- [Texte à lire]

Évolutions économiques, financières et monétaires
Synthèse
Lors de sa réunion du 5 juin 2025, le Conseil des gouverneurs a décidé d’abaisser les trois taux d’intérêt directeurs de la BCE de 25 points de base. En particulier, la décision de réduire le taux de la facilité de dépôt, à travers lequel le Conseil des gouverneurs pilote l’orientation de la politique monétaire, est fondée sur son évaluation actualisée des perspectives d’inflation, de la dynamique de l’inflation sous-jacente et de la force de la transmission de la politique monétaire.
L’inflation se situe actuellement au niveau de la cible du Conseil des gouverneurs de 2 % à moyen terme. Le scénario de base des projections macroéconomiques de juin 2025 établies par les services de l’Eurosystème pour la zone euro table sur une inflation totale moyenne de 2,0 % en 2025, 1,6 % en 2026 et 2,0 % en 2027. Les révisions à la baisse par rapport aux projections macroéconomiques de mars 2025 établies par les services de la BCE pour la zone euro, de 0,3 point de pourcentage tant pour 2025 que pour 2026, reflètent essentiellement une réduction des hypothèses relatives aux prix de l’énergie et une appréciation de l’euro. Selon les services de l’Eurosystème, l’inflation hors énergie et produits alimentaires devrait ressortir, en moyenne, à 2,4 % en 2025 et 1,9 % en 2026 et 2027, pratiquement sans changement depuis mars.

- [Données fournies]
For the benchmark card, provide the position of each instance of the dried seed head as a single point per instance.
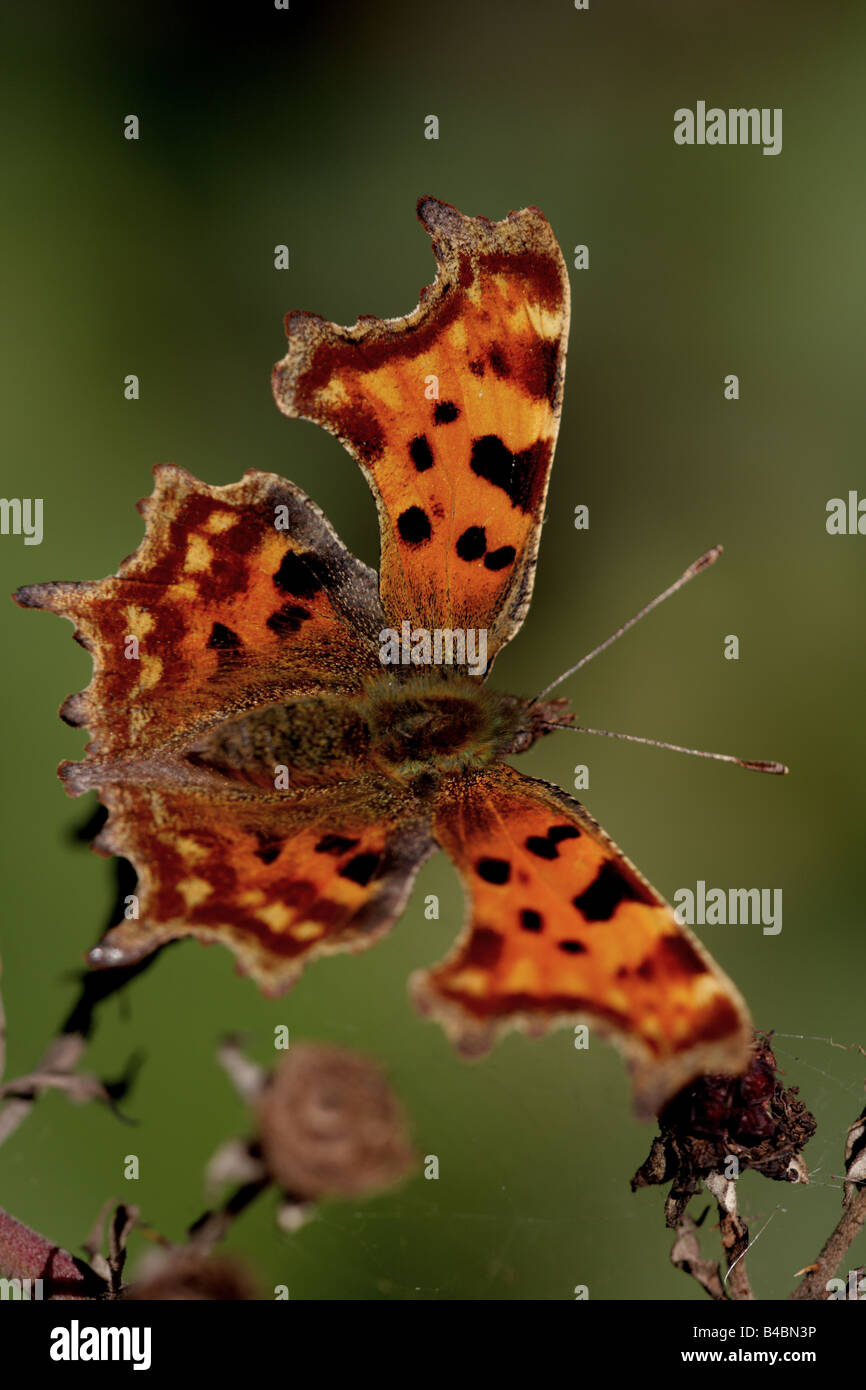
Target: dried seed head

- [Énoncé]
Veuillez répondre à ces questions d'après le texte :
(a) De combien le Conseil des gouverneurs a-t-il abaissé les trois taux d'intérêt directeurs de la BCE lors de sa réunion du 5 juin 2025 ?
(b) Quelle inflation totale moyenne le scénario de base des projections de juin 2025 prévoit-il pour 2026 ?
(c) Selon les services de l'Eurosystème, à quel niveau l'inflation hors énergie et produits alimentaires devrait-elle ressortir en moyenne en 2025 ?
Les données ci-dessus n'ont aucun rapport avec le texte.

- [Réponse]
(a) De 25 points de base.
(b) 1,6 %.
(c) 2,4 %.